++++ Dataset extract
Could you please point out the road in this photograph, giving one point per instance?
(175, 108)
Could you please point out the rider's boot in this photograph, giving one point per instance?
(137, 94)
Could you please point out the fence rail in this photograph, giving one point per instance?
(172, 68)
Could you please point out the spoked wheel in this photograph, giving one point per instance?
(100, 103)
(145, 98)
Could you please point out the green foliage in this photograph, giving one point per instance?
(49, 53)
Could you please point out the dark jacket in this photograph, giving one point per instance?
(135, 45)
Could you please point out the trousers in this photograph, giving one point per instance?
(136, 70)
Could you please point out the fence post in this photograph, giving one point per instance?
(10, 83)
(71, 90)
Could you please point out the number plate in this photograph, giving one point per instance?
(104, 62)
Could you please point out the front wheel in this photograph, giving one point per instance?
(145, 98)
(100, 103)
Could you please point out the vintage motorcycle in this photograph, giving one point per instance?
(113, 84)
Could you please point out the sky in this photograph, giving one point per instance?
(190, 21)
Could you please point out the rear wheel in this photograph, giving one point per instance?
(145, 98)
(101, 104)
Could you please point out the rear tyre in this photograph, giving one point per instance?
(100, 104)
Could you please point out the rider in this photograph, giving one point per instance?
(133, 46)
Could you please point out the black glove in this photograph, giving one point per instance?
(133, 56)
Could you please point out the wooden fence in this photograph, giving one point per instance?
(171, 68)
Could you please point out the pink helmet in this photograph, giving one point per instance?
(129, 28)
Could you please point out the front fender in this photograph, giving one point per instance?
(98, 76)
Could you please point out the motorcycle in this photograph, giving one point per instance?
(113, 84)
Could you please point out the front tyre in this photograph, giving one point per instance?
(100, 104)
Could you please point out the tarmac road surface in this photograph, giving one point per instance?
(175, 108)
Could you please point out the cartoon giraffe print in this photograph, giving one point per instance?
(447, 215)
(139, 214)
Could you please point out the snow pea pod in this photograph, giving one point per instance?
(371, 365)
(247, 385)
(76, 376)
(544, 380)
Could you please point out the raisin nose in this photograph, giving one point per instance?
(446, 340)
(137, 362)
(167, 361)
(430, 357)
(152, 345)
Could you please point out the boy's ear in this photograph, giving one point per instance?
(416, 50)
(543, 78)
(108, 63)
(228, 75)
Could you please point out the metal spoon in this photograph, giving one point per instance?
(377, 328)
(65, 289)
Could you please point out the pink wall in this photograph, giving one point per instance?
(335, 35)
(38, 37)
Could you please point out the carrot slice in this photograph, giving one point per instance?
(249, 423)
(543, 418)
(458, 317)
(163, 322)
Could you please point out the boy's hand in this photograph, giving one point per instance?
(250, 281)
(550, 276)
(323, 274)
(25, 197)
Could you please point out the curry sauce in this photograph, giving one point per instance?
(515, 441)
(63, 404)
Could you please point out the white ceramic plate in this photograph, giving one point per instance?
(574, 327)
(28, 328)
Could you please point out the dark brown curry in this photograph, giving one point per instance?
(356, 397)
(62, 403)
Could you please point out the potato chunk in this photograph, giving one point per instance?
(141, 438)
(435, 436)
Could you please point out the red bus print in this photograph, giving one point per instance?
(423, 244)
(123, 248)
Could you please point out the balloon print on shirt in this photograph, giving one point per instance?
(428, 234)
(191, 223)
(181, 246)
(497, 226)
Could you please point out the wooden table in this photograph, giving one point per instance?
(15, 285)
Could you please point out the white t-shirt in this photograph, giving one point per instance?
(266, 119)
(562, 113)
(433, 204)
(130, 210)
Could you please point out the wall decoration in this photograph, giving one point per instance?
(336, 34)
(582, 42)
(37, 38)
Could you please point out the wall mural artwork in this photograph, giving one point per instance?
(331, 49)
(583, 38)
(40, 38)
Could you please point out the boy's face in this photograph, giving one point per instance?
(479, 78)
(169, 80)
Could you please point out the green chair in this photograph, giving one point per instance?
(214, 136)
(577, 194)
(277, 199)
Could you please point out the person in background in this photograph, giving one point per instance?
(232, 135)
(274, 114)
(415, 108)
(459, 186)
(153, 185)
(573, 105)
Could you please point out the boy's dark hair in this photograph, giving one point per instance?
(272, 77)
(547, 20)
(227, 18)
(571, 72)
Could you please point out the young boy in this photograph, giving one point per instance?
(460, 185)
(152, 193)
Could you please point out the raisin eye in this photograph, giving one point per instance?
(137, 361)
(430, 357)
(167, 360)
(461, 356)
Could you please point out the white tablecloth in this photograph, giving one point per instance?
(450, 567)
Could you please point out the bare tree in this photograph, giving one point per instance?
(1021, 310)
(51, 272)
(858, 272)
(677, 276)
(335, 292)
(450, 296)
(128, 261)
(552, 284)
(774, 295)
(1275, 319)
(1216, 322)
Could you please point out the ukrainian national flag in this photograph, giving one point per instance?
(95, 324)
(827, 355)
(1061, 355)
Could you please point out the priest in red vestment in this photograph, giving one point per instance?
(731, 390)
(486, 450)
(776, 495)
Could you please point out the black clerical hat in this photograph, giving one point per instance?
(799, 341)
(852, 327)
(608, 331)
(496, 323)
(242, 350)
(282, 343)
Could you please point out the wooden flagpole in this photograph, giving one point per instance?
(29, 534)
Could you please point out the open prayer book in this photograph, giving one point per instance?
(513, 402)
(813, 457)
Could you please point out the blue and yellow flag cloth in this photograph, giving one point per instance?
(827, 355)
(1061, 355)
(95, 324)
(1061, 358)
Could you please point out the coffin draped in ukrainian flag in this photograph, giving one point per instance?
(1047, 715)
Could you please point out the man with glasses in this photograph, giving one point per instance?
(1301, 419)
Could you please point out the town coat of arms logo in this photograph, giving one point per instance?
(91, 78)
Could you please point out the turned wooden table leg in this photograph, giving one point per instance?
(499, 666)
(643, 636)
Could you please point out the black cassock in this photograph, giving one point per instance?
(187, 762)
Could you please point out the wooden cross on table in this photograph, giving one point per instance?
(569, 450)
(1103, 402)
++++++++
### Short task:
Copy all of the items above word for word, leaving nothing out.

### Response:
Could you please point out the road in this photograph, giving one point per instance?
(175, 108)
Could you please point out the rider's boot in this photograph, giving one point per instance?
(137, 94)
Could you please point out the fence rail in this photograph, giving one point per instance?
(172, 68)
Could you please point out the spoked wheel in this photograph, giving one point per instance?
(100, 103)
(145, 98)
Could you please point out the green foliage in this photograph, giving one point per instance?
(49, 53)
Could you please point out the dark jacket in this photograph, giving one point per instance?
(135, 45)
Could you please point out the trousers in this photograph, giving one point per instance?
(136, 70)
Could you please point out the fence post in this photograph, giving one point per instance?
(10, 83)
(71, 90)
Could you please point out the number plate in this photograph, giving one point per instance?
(104, 62)
Could you please point out the front wheel in this photograph, giving one point per instance?
(145, 98)
(100, 103)
Could you please point out the vintage motorcycle in this photograph, giving one point per instance?
(113, 84)
Could you please point out the sky in this photograph, giving one point per instance?
(190, 21)
Could you please point out the rear wheel in this photograph, giving one point per instance?
(145, 98)
(101, 104)
Could you please point out the rear tyre in this photograph, giving one point per instance?
(100, 104)
Could you please point out the rider in this photograph, giving one point per instance?
(133, 46)
Could you please point out the black glove in this photograph, giving one point per instance?
(133, 56)
Could you please point out the wooden fence in this photograph, giving one point per instance?
(171, 68)
Could you please point out the pink helmet in this photograph, giving one point per instance?
(129, 28)
Could you please point out the front fender in this photograph, giving one point per instance?
(98, 76)
Could you please point out the motorcycle in this photograph, giving one point per instance?
(113, 84)
Could you please point out the front tyre in this photograph, giving one point per instance?
(100, 104)
Could you please point out the tarmac road surface in this photograph, giving one point per instance?
(175, 108)
Could you please point out the cartoon giraffe print in this photograph, giving one point per instance?
(447, 215)
(139, 214)
Could you please point out the snow pea pod in this photograph, giving one point per instance?
(371, 365)
(247, 385)
(76, 376)
(544, 380)
Could you please point out the raisin nose in this photograph, giving one point per instance?
(446, 340)
(137, 362)
(167, 361)
(430, 357)
(152, 345)
Could you please point out the boy's ear in this photograph, giving one point per instance?
(416, 50)
(543, 78)
(108, 63)
(228, 75)
Could you please point out the metal spoon in this photograph, giving one point per instance?
(377, 328)
(65, 289)
Could you please point out the pink wall in this photograph, giving one point per instance?
(335, 35)
(38, 37)
Could you please point out the carrot slice in this photograph, giving one point per instance?
(249, 423)
(543, 418)
(458, 317)
(163, 322)
Could you please point out the boy's hand in this photograph, giving one point per instance?
(250, 281)
(550, 276)
(323, 274)
(25, 197)
Could you please point out the curry sauce in this photograph, giving one point per instance?
(515, 441)
(63, 404)
Could you please point out the white ceramic plate in this photograph, giving one point per instance?
(574, 327)
(28, 328)
Could you please point out the dark brown curry in this photograph, giving one point per instance?
(356, 397)
(62, 403)
Could you please point out the potato chunk in this photograph, giving one point per instance?
(141, 438)
(435, 436)
Could you please point out the red bus print in this photograph, giving one point per instance?
(423, 244)
(123, 248)
Could you please point out the balloon print on shirt in this photograph, giving one point per instance?
(428, 234)
(191, 223)
(181, 246)
(497, 226)
Could you please point out the wooden table in this photograph, giving one point per instance?
(15, 285)
Could you please point out the white t-shirt in this photograph, giving one point per instance?
(266, 119)
(562, 113)
(433, 204)
(130, 210)
Could you please point out the wall decoration in this photograph, giving one point per instance?
(336, 34)
(582, 42)
(37, 38)
Could you please point out the wall mural artwork in this photograph, giving one point per instance?
(331, 49)
(583, 38)
(40, 38)
Could you please point out the boy's face in this photograph, giving one point per instance?
(479, 78)
(169, 80)
Could you please point out the green chair in this photograph, giving one point per instance?
(214, 136)
(577, 194)
(277, 199)
Could you please point out the person in background in this photograph, giving one point per instance?
(232, 135)
(274, 114)
(415, 108)
(459, 186)
(153, 185)
(573, 105)
Could you please point out the boy's dark hair in this photograph, giving one point per instance?
(272, 77)
(547, 20)
(227, 18)
(571, 72)
Could you please point out the young boy in this photograph, giving one point per instance?
(460, 185)
(152, 193)
Could you please point out the raisin eye in this photograph, giving one point per instance?
(137, 361)
(430, 357)
(167, 360)
(461, 356)
Could you please point out the white tablecloth in this photograph, giving one point per instance?
(450, 567)
Could you please point out the bare tree in this photograph, giving one point per instance?
(1021, 310)
(51, 272)
(858, 272)
(677, 276)
(335, 292)
(450, 296)
(128, 261)
(552, 284)
(774, 295)
(1275, 319)
(1216, 322)
Could you please point out the ukrainian national flag in this photograph, giving one point per instance?
(95, 324)
(827, 355)
(1061, 355)
Could you please point out the priest in red vestment in this photograph, giving one point per instance?
(731, 390)
(486, 450)
(776, 495)
Could you please point out the black clerical hat in this photograph, giving one point per instance?
(799, 341)
(852, 327)
(608, 331)
(496, 323)
(242, 350)
(282, 343)
Could you please point out the wooden flagpole in this photograph, giving one point per instance?
(29, 534)
Could you please point out the open prayer book in this photograph, giving one point per instance?
(513, 402)
(813, 457)
Could you please point out the blue and yellow flag cloth in this photograph, giving one point per instance?
(827, 355)
(1061, 355)
(95, 324)
(1061, 358)
Could you please point out the coffin draped in ukrainian flag in this photograph, giving one point per instance?
(1047, 715)
Could you please point out the man with glasses in this photograph, giving one point per instance?
(1301, 419)
Could you please point out the town coat of arms logo in this photograph, giving one point per instance?
(91, 78)
Could you please point out the turned wooden table leg in this photograph, giving one point per instance?
(499, 666)
(643, 636)
Could you please point out the black cassock in this photograph, giving one point per instance?
(187, 762)
Could you please point out the wooden cross on table in this photograph, giving one point per instance?
(569, 450)
(1103, 402)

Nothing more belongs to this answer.